What to work on:
Look over the material for the string "colon". Copy every line where it turns up.

----- Source records -----

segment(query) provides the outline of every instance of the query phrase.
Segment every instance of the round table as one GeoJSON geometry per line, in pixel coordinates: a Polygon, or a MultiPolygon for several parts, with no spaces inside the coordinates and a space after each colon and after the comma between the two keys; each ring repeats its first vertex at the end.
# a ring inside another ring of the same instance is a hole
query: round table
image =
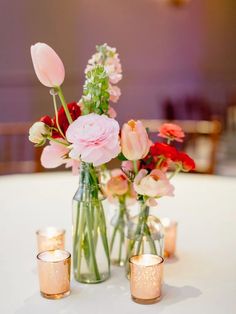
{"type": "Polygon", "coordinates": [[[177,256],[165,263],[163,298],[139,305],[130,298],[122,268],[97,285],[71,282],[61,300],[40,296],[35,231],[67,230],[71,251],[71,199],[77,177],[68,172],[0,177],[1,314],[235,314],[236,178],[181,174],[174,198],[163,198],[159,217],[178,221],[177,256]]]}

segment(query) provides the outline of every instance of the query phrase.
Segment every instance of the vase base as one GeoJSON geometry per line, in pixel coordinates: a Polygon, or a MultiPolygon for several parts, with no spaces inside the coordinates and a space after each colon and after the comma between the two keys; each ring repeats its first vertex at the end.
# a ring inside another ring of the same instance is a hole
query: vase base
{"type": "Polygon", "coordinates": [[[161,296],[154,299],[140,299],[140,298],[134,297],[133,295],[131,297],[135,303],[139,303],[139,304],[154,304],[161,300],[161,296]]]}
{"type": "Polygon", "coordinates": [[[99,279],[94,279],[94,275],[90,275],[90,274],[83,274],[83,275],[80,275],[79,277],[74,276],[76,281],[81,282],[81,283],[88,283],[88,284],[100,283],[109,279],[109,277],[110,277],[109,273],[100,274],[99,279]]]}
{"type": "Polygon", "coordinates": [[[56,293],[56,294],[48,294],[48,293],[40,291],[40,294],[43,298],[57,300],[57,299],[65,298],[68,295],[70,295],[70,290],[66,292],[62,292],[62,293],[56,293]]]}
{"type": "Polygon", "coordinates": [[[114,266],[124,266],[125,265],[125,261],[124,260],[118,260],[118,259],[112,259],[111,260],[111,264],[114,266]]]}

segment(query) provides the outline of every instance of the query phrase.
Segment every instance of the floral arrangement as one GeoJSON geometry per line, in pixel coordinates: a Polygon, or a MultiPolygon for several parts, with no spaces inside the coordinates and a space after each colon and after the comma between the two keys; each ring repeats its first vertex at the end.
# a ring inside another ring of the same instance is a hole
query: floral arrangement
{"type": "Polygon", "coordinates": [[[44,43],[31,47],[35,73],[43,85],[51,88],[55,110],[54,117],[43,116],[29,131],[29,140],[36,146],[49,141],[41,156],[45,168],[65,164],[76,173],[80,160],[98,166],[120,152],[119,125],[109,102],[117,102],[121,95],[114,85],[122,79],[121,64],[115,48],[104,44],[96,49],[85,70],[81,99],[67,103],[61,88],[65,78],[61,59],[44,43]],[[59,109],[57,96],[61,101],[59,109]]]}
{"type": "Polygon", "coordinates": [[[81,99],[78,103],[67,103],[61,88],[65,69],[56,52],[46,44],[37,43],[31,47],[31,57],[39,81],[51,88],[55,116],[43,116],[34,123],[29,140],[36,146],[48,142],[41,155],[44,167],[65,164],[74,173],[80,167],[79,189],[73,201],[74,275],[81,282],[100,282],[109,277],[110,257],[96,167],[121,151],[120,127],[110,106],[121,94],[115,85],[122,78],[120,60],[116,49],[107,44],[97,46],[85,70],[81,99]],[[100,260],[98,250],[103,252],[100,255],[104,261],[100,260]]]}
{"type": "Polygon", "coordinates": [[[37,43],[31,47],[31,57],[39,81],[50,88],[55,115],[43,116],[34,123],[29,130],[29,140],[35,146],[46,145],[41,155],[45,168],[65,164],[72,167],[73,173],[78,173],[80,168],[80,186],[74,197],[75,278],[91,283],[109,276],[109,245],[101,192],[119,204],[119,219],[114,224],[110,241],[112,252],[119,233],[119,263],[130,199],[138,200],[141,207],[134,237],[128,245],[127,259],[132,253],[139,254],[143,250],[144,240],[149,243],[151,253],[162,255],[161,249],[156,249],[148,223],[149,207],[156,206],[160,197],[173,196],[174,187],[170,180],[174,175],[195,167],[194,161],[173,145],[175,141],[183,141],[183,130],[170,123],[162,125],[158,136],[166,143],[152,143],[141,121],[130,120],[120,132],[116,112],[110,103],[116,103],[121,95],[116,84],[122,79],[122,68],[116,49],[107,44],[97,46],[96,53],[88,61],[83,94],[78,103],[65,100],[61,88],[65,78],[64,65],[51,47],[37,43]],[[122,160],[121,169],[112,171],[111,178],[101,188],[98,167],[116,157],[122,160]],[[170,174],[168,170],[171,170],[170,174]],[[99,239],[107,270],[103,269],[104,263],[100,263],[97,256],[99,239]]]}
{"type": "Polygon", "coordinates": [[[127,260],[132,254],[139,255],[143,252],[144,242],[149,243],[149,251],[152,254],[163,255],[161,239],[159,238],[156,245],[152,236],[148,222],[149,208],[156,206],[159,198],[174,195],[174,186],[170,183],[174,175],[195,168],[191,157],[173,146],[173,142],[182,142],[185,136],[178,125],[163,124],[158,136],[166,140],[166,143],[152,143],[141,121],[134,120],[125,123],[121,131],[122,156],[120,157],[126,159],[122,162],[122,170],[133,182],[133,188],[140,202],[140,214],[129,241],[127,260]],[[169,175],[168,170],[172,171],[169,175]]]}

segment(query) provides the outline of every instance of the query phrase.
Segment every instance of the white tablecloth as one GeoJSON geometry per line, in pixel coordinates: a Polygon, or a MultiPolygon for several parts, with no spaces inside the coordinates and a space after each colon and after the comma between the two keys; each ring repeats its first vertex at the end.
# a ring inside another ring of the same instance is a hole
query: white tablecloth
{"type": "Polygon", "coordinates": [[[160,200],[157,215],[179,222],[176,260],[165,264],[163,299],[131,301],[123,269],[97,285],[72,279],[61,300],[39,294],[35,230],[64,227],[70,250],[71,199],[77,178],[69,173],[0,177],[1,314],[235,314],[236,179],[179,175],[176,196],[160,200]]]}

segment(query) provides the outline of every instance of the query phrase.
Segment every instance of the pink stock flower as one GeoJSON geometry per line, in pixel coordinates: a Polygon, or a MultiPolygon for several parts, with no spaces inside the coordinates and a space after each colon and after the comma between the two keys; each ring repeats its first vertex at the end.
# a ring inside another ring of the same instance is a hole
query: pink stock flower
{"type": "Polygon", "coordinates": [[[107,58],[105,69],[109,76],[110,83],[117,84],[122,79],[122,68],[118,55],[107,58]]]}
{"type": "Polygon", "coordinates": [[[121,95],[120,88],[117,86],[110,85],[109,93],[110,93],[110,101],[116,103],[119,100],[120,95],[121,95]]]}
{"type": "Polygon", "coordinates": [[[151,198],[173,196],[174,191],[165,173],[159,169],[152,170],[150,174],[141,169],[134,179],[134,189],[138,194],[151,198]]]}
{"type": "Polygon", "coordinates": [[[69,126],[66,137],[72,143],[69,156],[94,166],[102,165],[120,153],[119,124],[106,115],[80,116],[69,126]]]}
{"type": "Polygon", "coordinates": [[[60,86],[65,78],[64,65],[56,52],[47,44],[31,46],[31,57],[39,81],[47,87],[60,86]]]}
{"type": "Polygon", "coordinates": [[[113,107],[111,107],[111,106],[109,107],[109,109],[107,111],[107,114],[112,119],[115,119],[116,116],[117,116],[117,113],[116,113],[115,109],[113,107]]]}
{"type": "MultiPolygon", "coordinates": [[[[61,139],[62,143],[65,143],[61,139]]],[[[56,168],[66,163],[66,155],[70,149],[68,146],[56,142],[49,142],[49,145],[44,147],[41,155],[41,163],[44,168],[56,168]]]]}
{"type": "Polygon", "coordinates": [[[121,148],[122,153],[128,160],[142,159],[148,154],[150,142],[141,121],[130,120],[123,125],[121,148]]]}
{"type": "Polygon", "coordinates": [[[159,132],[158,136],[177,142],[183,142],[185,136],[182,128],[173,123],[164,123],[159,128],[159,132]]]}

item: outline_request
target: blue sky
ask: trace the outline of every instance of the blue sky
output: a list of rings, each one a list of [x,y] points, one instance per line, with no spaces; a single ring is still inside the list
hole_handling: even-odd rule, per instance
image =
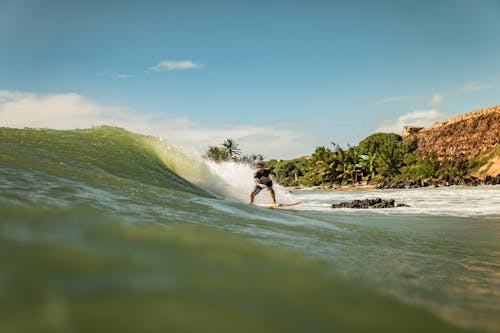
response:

-----

Written reply:
Segment every instance of the round table as one GeoJSON geometry per line, in pixel coordinates: a Polygon, or a MultiPolygon for several parts, with no spaces inside the coordinates and a space after each colon and after the comma between the two keys; each ring repeats its first vertex at the end.
Segment every instance of the vase base as one GeoJSON geometry per line, in pixel coordinates: a Polygon, or a MultiPolygon for several parts, with no spaces inside the coordinates and a space after each colon and after the comma between the two keys; each ring repeats its first vertex at the end.
Segment every instance of the floral arrangement as one GeoJSON geometry per line, in pixel coordinates: a Polygon, or a MultiPolygon for several parts, with no spaces inside the coordinates and a space after each colon and after the comma between the two keys; each ring repeats its first vertex at the end.
Segment every instance of the white tablecloth as one GeoJSON geometry per line, in pixel coordinates: a Polygon, or a MultiPolygon for several parts, with no spaces inside the coordinates and a space after each colon and after the comma between the two keys; each ring repeats its first vertex at the end.
Segment every instance of the pink stock flower as one GeoJSON geometry per line, in pixel coordinates: a Polygon, or a MultiPolygon for several parts, with no spaces inside the coordinates and a space after each colon and after the comma between the two keys; each ring repeats its first vertex at the end.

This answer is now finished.